**Goal**
Go to the line that contains "For every instance of the brown", then write out that line and all that follow to the end of the listing, exactly and without pictures.

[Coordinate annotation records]
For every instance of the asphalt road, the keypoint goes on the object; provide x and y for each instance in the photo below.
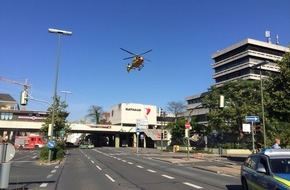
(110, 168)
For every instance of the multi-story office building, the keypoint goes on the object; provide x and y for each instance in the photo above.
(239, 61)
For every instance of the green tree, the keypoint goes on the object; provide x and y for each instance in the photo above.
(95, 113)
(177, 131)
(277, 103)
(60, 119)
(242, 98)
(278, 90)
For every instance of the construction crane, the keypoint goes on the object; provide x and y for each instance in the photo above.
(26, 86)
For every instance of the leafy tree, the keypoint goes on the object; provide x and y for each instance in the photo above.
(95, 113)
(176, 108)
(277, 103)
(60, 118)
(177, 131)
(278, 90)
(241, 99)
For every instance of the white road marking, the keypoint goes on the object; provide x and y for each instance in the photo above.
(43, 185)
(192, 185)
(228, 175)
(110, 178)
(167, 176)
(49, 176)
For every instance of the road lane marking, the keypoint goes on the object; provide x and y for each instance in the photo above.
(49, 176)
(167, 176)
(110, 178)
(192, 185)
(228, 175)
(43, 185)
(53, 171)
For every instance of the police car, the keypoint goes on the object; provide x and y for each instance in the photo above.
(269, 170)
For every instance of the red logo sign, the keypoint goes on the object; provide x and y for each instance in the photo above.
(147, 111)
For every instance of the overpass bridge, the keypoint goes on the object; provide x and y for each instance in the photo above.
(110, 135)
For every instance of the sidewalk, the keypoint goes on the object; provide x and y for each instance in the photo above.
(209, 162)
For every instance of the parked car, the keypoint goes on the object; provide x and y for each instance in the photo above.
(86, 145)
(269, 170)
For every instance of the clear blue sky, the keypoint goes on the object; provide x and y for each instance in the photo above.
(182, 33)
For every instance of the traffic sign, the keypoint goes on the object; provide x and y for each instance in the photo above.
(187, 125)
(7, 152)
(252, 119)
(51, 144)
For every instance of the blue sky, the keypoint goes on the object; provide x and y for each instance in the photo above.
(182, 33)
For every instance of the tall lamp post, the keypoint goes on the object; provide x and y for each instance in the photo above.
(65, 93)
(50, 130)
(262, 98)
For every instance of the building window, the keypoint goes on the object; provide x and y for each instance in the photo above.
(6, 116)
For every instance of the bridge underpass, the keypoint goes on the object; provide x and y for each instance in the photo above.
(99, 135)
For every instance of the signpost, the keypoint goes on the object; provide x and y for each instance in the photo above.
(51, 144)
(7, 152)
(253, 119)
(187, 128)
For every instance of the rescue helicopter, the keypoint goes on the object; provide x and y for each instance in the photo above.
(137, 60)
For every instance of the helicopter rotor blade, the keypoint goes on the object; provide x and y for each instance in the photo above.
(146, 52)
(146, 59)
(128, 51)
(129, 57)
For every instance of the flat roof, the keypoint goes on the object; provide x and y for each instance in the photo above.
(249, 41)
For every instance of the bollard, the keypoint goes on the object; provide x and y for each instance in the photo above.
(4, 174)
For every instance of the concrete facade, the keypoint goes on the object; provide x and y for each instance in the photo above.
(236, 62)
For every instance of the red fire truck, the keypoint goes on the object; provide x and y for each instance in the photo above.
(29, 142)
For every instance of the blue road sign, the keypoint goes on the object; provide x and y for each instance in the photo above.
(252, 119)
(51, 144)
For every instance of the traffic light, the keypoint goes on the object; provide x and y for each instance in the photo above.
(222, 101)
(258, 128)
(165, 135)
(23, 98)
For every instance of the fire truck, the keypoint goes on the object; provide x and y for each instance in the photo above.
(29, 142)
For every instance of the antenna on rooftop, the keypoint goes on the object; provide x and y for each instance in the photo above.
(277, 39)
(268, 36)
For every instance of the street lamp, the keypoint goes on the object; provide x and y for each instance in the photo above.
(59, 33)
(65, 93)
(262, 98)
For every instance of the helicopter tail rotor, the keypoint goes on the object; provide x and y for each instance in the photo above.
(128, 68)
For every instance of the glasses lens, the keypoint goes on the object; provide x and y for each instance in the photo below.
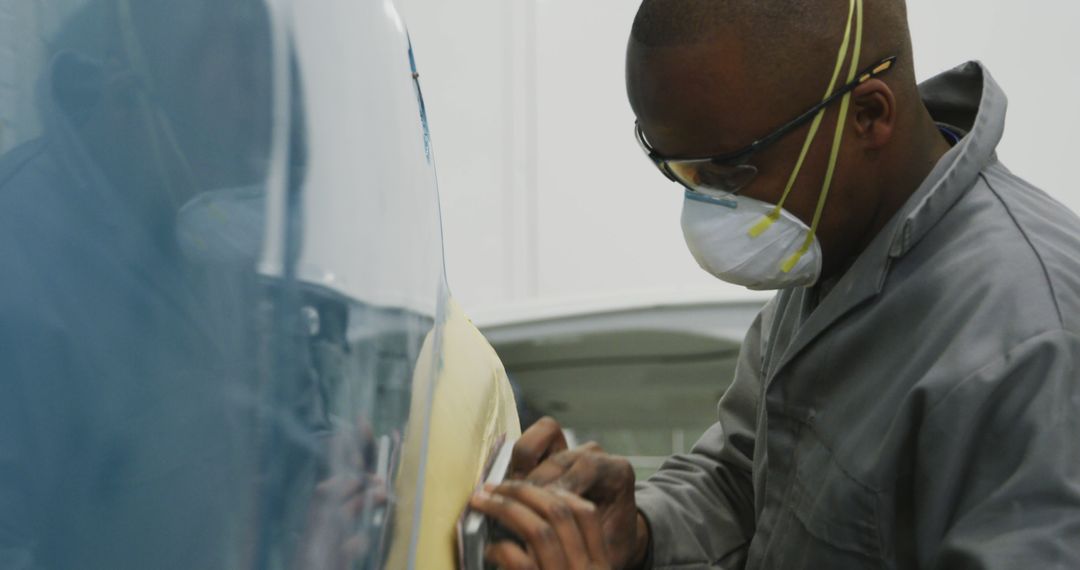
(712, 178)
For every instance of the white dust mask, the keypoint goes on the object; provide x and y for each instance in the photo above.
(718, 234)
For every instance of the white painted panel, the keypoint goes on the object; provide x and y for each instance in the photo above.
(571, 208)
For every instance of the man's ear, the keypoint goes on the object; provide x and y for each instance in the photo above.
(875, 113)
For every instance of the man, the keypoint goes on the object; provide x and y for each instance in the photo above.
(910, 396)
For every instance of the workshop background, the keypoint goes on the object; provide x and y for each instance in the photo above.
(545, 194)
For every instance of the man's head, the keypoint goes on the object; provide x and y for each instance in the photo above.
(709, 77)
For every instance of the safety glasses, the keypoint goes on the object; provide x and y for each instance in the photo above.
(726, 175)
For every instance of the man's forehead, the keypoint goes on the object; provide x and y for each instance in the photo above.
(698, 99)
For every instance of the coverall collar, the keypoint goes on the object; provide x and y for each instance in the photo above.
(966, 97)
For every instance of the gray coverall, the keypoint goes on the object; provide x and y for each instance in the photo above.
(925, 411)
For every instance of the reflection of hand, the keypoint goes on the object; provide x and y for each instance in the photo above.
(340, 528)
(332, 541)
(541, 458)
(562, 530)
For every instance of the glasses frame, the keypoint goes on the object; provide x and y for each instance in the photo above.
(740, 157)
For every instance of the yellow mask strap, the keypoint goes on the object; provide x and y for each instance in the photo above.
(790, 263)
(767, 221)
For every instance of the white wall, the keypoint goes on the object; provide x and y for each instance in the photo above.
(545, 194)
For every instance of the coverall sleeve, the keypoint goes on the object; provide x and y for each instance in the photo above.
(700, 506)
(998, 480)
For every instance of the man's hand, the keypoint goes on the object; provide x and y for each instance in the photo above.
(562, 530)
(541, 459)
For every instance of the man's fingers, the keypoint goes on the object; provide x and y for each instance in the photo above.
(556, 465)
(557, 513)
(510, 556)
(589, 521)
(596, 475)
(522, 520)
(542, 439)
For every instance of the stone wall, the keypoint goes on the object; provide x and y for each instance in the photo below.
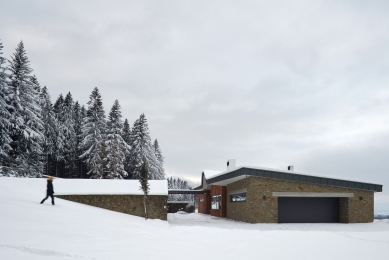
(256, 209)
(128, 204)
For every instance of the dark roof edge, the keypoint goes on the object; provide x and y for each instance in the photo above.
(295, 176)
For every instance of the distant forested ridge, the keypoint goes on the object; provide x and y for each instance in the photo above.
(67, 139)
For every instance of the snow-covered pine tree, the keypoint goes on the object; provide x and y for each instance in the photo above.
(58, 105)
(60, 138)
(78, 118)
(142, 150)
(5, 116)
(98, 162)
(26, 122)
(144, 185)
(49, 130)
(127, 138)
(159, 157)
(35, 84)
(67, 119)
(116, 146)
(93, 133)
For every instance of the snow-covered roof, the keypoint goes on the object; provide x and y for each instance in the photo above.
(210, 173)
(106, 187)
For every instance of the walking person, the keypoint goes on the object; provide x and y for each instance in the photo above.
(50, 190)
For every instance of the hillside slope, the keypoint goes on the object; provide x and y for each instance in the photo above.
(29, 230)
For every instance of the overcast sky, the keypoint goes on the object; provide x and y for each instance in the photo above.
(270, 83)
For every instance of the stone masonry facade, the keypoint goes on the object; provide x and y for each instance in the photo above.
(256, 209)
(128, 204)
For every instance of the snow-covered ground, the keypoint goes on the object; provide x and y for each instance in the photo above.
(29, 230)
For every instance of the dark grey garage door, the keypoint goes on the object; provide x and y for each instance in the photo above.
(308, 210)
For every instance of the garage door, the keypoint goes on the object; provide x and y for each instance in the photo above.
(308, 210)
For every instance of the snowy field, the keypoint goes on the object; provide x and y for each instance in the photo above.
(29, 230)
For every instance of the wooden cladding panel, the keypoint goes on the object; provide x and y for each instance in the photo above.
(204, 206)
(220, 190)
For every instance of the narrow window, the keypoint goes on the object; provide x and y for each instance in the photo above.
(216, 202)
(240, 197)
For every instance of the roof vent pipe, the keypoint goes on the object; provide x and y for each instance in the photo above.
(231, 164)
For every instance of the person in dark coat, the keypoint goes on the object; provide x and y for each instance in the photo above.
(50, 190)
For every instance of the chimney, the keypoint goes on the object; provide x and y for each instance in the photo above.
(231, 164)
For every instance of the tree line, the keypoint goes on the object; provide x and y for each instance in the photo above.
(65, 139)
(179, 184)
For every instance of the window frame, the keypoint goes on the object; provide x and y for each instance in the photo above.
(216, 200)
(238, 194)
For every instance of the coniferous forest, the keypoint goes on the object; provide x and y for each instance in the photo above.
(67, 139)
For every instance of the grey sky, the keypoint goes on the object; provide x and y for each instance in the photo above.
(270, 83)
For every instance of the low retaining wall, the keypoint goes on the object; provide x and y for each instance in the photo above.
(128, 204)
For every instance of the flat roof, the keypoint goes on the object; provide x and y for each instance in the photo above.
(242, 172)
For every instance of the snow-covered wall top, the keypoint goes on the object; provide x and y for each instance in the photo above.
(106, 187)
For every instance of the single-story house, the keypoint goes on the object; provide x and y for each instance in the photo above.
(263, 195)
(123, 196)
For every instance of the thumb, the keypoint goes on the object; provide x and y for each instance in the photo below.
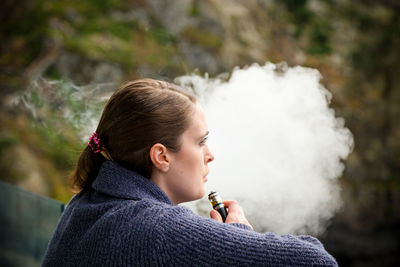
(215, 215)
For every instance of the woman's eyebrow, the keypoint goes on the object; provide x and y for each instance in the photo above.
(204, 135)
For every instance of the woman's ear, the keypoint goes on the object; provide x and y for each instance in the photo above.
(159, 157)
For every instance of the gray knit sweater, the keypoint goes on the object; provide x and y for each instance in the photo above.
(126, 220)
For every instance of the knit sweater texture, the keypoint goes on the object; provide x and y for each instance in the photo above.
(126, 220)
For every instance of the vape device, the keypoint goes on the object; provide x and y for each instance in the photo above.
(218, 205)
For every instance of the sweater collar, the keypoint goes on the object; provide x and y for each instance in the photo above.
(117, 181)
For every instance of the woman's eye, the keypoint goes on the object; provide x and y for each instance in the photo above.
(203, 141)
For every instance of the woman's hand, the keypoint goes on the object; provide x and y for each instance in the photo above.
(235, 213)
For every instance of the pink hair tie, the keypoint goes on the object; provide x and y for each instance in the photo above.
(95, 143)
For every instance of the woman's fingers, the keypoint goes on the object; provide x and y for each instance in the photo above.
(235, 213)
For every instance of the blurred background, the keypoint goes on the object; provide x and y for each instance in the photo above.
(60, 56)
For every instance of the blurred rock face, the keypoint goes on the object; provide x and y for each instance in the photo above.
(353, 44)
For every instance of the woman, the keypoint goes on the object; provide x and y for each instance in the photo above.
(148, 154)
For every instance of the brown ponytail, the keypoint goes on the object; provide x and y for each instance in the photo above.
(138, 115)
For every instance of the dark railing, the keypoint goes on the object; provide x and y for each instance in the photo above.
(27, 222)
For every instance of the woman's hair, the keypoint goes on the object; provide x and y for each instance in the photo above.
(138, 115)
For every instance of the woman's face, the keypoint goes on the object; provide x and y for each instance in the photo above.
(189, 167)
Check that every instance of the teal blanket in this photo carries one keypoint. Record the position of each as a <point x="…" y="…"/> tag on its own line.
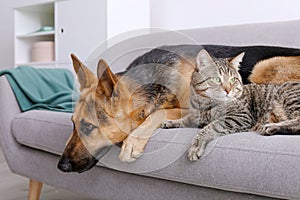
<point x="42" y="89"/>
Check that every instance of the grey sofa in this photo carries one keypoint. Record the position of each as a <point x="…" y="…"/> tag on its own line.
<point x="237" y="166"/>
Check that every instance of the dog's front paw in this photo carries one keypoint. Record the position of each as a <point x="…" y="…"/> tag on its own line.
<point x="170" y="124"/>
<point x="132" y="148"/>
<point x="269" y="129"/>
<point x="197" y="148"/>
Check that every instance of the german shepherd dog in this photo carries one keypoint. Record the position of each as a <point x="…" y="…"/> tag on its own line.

**Exercise answer**
For every instance of the brown ponytail, the keypoint goes on the object; provide x and y for each instance in the photo above.
(138, 115)
For every instance of the dark railing, the keypoint goes on the object; provide x and y for each instance in the photo above.
(27, 222)
For every instance of the woman's hair, the keypoint goes on the object; provide x and y for each instance in the photo above.
(138, 115)
For every instance of the woman's face, the keypoint goes on the object; provide x and y for each instance in the photo above.
(189, 167)
Check that every instance of the teal blanket in this photo carries one keypoint. Record the position of each as a <point x="…" y="…"/> tag on its own line.
<point x="42" y="89"/>
Check that every instance of the grey sofa in this photo carries one keypoint. Record the position of each as a <point x="…" y="…"/> tag on its own line.
<point x="237" y="166"/>
Check that every instance of the dog's front paw in this photo carries one keypoint. Record the position of each as a <point x="…" y="…"/> tag on its own line.
<point x="170" y="124"/>
<point x="132" y="148"/>
<point x="269" y="129"/>
<point x="197" y="148"/>
Check that every instance of the german shepherd dog in this photo carries one keypoint. Record the position of each as a <point x="…" y="…"/> tag on its own line.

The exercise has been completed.